- _ASSIGNED TASK_:
Each record must appear in the answer exactly as it does in the data.

(Segmentation mask data)
┌──
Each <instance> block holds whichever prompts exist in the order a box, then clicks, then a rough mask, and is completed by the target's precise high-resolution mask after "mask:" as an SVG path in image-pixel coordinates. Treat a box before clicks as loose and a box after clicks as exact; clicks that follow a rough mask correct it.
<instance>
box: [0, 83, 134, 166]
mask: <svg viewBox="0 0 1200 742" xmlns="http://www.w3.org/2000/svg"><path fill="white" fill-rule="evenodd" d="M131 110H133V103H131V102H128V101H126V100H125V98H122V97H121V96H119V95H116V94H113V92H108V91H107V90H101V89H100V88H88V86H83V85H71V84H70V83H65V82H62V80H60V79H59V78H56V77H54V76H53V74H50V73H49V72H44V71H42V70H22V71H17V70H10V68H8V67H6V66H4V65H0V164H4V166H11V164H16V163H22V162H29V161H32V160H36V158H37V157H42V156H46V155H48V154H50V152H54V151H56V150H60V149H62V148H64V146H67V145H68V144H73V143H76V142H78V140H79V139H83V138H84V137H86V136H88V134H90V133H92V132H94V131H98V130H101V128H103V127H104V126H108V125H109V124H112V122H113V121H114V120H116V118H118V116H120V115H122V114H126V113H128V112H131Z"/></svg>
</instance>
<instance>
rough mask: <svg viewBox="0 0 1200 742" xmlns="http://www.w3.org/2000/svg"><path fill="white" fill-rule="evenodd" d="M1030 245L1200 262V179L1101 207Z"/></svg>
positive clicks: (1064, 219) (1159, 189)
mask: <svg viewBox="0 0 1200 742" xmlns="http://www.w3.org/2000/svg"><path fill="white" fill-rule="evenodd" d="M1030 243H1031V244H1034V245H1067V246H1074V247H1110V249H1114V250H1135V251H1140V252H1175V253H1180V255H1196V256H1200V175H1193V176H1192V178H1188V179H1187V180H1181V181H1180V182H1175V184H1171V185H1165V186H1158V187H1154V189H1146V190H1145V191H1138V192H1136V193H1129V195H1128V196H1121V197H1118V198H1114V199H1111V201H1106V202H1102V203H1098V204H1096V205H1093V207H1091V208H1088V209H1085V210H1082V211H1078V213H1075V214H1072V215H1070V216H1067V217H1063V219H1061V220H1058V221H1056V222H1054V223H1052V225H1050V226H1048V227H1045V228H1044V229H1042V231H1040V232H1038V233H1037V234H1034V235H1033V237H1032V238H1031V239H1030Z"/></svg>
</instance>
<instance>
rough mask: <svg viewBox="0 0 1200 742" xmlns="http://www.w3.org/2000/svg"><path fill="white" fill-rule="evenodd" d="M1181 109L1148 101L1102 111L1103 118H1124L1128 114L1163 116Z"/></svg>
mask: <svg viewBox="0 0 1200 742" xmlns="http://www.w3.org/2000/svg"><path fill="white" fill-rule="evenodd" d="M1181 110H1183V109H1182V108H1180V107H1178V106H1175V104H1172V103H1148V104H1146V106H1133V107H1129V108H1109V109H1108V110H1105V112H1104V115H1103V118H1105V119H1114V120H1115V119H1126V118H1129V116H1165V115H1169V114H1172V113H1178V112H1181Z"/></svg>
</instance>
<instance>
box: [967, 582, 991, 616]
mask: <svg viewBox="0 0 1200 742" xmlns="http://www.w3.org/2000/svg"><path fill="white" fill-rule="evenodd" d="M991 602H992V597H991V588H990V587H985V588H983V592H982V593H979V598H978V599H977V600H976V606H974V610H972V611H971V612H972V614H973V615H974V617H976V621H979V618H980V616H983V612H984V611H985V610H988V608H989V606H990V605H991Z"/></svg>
└──
- _ANSWER FOR THE TASK_:
Each <instance> block holds whichever prompts exist in the order a box, then clicks, then a rough mask, and is completed by the target's precise high-resolution mask after "mask:" as an SVG path in image-pixel coordinates. Treat a box before clicks as loose and a box after clicks as exact; clicks that follow a rough mask correct it.
<instance>
box: [0, 83, 134, 166]
mask: <svg viewBox="0 0 1200 742" xmlns="http://www.w3.org/2000/svg"><path fill="white" fill-rule="evenodd" d="M131 110H133V103H131V102H128V101H126V100H125V98H122V97H121V96H119V95H116V94H113V92H108V91H107V90H101V89H100V88H88V86H83V85H71V84H70V83H65V82H62V80H60V79H59V78H56V77H54V76H53V74H50V73H49V72H44V71H42V70H22V71H17V70H10V68H8V67H6V66H4V65H0V164H4V166H11V164H16V163H22V162H29V161H32V160H36V158H37V157H42V156H46V155H48V154H50V152H54V151H56V150H60V149H62V148H64V146H67V145H68V144H73V143H76V142H78V140H79V139H83V138H84V137H86V136H88V134H90V133H92V132H94V131H98V130H101V128H103V127H104V126H108V125H109V124H112V122H113V121H114V120H116V118H118V116H120V115H122V114H126V113H128V112H131Z"/></svg>
</instance>
<instance>
rough mask: <svg viewBox="0 0 1200 742" xmlns="http://www.w3.org/2000/svg"><path fill="white" fill-rule="evenodd" d="M1030 245L1200 262V179L1101 207Z"/></svg>
positive clicks: (1064, 219) (1159, 189)
mask: <svg viewBox="0 0 1200 742" xmlns="http://www.w3.org/2000/svg"><path fill="white" fill-rule="evenodd" d="M1030 243H1031V244H1034V245H1067V246H1074V247H1110V249H1114V250H1135V251H1140V252H1175V253H1180V255H1196V256H1200V175H1193V176H1192V178H1188V179H1187V180H1181V181H1180V182H1175V184H1171V185H1165V186H1158V187H1154V189H1146V190H1145V191H1138V192H1136V193H1129V195H1128V196H1121V197H1118V198H1114V199H1111V201H1106V202H1102V203H1098V204H1096V205H1093V207H1091V208H1088V209H1085V210H1082V211H1078V213H1075V214H1072V215H1070V216H1067V217H1063V219H1061V220H1058V221H1056V222H1054V223H1052V225H1050V226H1048V227H1045V228H1044V229H1042V231H1040V232H1038V233H1037V234H1034V235H1033V237H1032V238H1031V239H1030Z"/></svg>
</instance>
<instance>
rough mask: <svg viewBox="0 0 1200 742" xmlns="http://www.w3.org/2000/svg"><path fill="white" fill-rule="evenodd" d="M1181 109L1148 101L1102 111L1103 118H1124L1128 114L1163 116Z"/></svg>
mask: <svg viewBox="0 0 1200 742" xmlns="http://www.w3.org/2000/svg"><path fill="white" fill-rule="evenodd" d="M1181 110H1183V109H1182V108H1180V107H1178V106H1175V104H1172V103H1148V104H1146V106H1133V107H1129V108H1109V109H1108V110H1105V112H1104V115H1103V118H1105V119H1114V120H1115V119H1126V118H1129V116H1165V115H1169V114H1172V113H1178V112H1181Z"/></svg>
</instance>
<instance>
box: [967, 582, 991, 616]
mask: <svg viewBox="0 0 1200 742" xmlns="http://www.w3.org/2000/svg"><path fill="white" fill-rule="evenodd" d="M991 602H992V597H991V588H990V587H985V588H983V592H982V593H979V598H978V599H977V600H976V606H974V610H972V611H971V612H972V614H973V615H974V617H976V621H979V618H980V616H983V612H984V611H985V610H988V608H989V606H990V605H991Z"/></svg>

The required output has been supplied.